- Written problem
Count the lines in the data below that contain the word "front", and give only the number.

-- begin Information provided --

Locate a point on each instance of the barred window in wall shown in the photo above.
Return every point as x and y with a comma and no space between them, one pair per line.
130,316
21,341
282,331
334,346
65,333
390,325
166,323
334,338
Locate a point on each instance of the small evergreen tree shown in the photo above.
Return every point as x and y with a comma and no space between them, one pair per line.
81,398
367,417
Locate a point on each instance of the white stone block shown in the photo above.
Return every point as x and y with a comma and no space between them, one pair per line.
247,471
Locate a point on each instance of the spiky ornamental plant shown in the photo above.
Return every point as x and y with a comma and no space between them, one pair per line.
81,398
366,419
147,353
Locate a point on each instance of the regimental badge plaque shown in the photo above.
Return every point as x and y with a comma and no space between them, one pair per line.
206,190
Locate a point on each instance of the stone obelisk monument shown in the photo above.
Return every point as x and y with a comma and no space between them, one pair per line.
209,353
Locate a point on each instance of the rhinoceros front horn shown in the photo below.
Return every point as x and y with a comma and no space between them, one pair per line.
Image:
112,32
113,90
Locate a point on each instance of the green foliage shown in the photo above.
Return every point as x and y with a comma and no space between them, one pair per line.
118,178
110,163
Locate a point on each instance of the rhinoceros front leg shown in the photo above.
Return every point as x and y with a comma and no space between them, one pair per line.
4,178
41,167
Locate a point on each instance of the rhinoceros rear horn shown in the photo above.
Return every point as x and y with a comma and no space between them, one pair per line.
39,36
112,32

-- end Information provided --
-- begin Information provided --

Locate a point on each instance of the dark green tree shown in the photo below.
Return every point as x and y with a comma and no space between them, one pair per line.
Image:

-- end Information provided --

- Worked solution
2